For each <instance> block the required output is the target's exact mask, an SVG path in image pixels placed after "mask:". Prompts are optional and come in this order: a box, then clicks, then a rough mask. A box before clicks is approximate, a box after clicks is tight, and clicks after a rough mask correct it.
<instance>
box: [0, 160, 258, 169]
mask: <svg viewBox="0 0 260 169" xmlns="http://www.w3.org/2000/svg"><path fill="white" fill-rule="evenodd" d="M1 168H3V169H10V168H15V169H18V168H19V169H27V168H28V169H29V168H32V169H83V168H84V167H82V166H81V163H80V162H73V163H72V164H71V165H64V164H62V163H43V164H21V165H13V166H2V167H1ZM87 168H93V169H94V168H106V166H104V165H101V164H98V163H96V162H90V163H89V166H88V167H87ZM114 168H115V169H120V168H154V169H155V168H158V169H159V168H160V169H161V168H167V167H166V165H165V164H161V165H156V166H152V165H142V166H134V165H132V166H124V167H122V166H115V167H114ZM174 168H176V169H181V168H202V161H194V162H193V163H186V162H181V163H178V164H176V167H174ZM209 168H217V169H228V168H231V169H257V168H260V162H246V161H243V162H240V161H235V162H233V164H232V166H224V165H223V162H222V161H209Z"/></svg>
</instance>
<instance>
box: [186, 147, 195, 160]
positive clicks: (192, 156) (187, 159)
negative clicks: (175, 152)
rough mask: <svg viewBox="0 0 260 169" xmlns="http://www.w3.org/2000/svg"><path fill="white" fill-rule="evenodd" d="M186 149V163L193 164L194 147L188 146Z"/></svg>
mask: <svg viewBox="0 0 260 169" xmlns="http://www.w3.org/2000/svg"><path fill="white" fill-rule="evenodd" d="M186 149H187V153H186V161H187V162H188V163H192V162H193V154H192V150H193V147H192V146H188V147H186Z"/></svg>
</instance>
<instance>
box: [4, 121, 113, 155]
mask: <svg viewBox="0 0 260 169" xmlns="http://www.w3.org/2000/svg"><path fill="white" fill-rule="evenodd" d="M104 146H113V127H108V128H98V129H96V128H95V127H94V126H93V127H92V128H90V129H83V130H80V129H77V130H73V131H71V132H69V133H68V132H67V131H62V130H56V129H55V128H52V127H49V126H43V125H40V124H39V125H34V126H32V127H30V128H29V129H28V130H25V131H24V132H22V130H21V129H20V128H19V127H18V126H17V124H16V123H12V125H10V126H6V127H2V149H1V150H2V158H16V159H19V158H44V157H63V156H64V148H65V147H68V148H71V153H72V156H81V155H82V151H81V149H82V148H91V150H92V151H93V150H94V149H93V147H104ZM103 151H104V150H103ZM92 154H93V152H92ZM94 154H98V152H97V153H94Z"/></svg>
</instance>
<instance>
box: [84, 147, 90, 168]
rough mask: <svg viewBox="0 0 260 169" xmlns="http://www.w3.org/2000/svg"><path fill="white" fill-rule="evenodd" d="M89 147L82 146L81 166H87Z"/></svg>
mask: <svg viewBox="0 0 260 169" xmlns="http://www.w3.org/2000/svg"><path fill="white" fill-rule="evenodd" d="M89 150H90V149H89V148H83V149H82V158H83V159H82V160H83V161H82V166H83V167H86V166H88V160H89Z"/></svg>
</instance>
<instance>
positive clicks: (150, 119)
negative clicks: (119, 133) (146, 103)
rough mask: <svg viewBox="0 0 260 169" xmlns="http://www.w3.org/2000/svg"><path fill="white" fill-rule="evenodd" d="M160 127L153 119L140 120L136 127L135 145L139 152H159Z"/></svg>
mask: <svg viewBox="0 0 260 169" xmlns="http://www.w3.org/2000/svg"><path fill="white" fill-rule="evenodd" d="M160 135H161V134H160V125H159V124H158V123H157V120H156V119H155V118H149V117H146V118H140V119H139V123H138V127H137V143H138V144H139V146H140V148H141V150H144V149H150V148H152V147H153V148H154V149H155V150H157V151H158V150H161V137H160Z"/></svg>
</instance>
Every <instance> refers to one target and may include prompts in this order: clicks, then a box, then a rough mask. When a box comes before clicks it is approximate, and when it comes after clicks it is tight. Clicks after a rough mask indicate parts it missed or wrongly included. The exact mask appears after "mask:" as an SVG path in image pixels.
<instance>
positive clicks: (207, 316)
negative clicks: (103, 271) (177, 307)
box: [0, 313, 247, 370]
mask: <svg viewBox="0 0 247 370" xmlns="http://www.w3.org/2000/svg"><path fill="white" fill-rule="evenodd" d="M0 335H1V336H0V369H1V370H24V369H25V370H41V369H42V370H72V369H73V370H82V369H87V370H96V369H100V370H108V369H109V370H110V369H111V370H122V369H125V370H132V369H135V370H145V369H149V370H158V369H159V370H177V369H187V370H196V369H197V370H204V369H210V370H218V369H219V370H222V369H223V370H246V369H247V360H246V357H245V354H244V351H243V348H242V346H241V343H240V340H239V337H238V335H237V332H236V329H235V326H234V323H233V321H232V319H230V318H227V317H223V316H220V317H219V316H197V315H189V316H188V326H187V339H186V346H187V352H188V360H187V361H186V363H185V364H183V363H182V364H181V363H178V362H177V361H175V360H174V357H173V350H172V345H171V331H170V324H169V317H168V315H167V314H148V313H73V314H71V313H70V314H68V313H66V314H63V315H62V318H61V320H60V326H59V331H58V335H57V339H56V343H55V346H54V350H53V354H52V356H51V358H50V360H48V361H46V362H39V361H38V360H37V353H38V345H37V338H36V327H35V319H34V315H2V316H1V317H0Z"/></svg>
◆ ◆ ◆
Every entry, from top to bottom, should be repeated word for word.

▶ _Result_:
For each <instance> block the required output is the target's exact mask, an SVG path in image pixels placed after "mask:". Prompts are optional and come in this order: a box, then clicks, then a rough mask. A box before clicks is approximate, a box after clicks is tight, and clicks after a rough mask correct it.
<instance>
box: [0, 160, 258, 169]
mask: <svg viewBox="0 0 260 169" xmlns="http://www.w3.org/2000/svg"><path fill="white" fill-rule="evenodd" d="M1 168H3V169H10V168H15V169H18V168H19V169H27V168H28V169H29V168H32V169H83V168H84V167H82V166H81V163H80V162H73V163H72V164H71V165H64V164H62V163H43V164H21V165H13V166H2V167H1ZM87 168H93V169H94V168H106V166H104V165H101V164H98V163H96V162H90V163H89V166H88V167H87ZM114 168H115V169H120V168H154V169H155V168H158V169H159V168H160V169H161V168H167V167H166V165H165V164H161V165H156V166H152V165H142V166H134V165H132V166H124V167H122V166H115V167H114ZM174 168H176V169H181V168H202V161H194V162H193V163H186V162H181V163H178V164H176V167H174ZM209 168H217V169H228V168H231V169H257V168H260V162H246V161H243V162H240V161H235V162H233V164H232V166H224V165H223V162H222V161H209Z"/></svg>
</instance>
<instance>
box: [186, 147, 195, 160]
positive clicks: (192, 156) (187, 159)
negative clicks: (175, 152)
rough mask: <svg viewBox="0 0 260 169" xmlns="http://www.w3.org/2000/svg"><path fill="white" fill-rule="evenodd" d="M186 149V163L193 164L194 147L188 146Z"/></svg>
mask: <svg viewBox="0 0 260 169" xmlns="http://www.w3.org/2000/svg"><path fill="white" fill-rule="evenodd" d="M186 149H187V153H186V161H187V162H188V163H192V162H193V154H192V150H193V147H192V146H188V147H186Z"/></svg>
</instance>
<instance>
box: [4, 121, 113, 155]
mask: <svg viewBox="0 0 260 169" xmlns="http://www.w3.org/2000/svg"><path fill="white" fill-rule="evenodd" d="M104 146H113V127H108V128H98V129H96V128H95V127H94V126H93V127H92V128H90V129H83V130H80V129H77V130H73V131H71V132H69V133H68V132H67V131H62V130H56V129H55V128H52V127H49V126H43V125H40V124H39V125H34V126H32V127H30V128H29V129H28V130H25V131H24V132H22V130H21V129H20V128H19V127H18V126H17V124H16V123H12V125H10V126H6V127H2V149H1V150H2V158H16V159H19V158H44V157H63V156H64V148H65V147H68V148H71V153H72V156H81V155H82V151H81V149H82V148H91V150H92V151H93V150H94V149H93V147H104ZM103 151H104V150H103ZM92 154H93V152H92ZM94 154H98V152H97V153H94Z"/></svg>
</instance>
<instance>
box: [84, 147, 90, 168]
rough mask: <svg viewBox="0 0 260 169" xmlns="http://www.w3.org/2000/svg"><path fill="white" fill-rule="evenodd" d="M89 147L82 146L81 166H87Z"/></svg>
mask: <svg viewBox="0 0 260 169" xmlns="http://www.w3.org/2000/svg"><path fill="white" fill-rule="evenodd" d="M89 150H90V149H89V148H83V149H82V158H83V159H82V160H83V161H82V166H83V167H86V166H88V160H89Z"/></svg>
</instance>
<instance>
positive clicks: (150, 119)
negative clicks: (119, 133) (146, 103)
rough mask: <svg viewBox="0 0 260 169" xmlns="http://www.w3.org/2000/svg"><path fill="white" fill-rule="evenodd" d="M160 127L153 119L140 120L136 127L135 145L139 152H159Z"/></svg>
mask: <svg viewBox="0 0 260 169" xmlns="http://www.w3.org/2000/svg"><path fill="white" fill-rule="evenodd" d="M160 135H161V134H160V125H159V124H158V123H157V120H156V119H155V118H149V117H146V118H140V119H139V123H138V127H137V143H138V144H139V146H140V148H141V150H144V149H150V148H152V147H153V148H154V149H155V150H157V151H158V150H161V137H160Z"/></svg>
</instance>
Every <instance> refers to one target and may include prompts in this order: clicks, then a box, then a rough mask. When a box comes before clicks it is approximate, and when it comes after clicks it is tight. Clicks after a rough mask indicate parts it missed or wrongly included. The exact mask appears after "mask:" as an SVG path in image pixels.
<instance>
positive clicks: (207, 316)
negative clicks: (103, 271) (177, 307)
box: [0, 313, 247, 370]
mask: <svg viewBox="0 0 247 370" xmlns="http://www.w3.org/2000/svg"><path fill="white" fill-rule="evenodd" d="M0 335H1V336H0V369H1V370H24V369H25V370H41V369H42V370H72V369H73V370H82V369H87V370H96V369H100V370H108V369H109V370H110V369H111V370H122V369H125V370H132V369H135V370H145V369H149V370H158V369H159V370H177V369H187V370H196V369H197V370H204V369H210V370H218V369H219V370H222V369H223V370H246V369H247V360H246V357H245V354H244V351H243V348H242V346H241V343H240V340H239V337H238V335H237V332H236V329H235V326H234V323H233V321H232V319H230V318H227V317H223V316H220V317H219V316H197V315H189V316H188V326H187V339H186V346H187V352H188V360H187V361H186V363H185V364H183V363H182V364H181V363H178V362H177V361H175V360H174V357H173V350H172V345H171V331H170V324H169V317H168V315H167V314H148V313H73V314H71V313H70V314H68V313H66V314H63V315H62V318H61V320H60V326H59V331H58V335H57V339H56V343H55V346H54V350H53V354H52V356H51V358H50V360H48V361H46V362H39V361H38V360H37V353H38V345H37V338H36V327H35V319H34V315H2V316H1V317H0Z"/></svg>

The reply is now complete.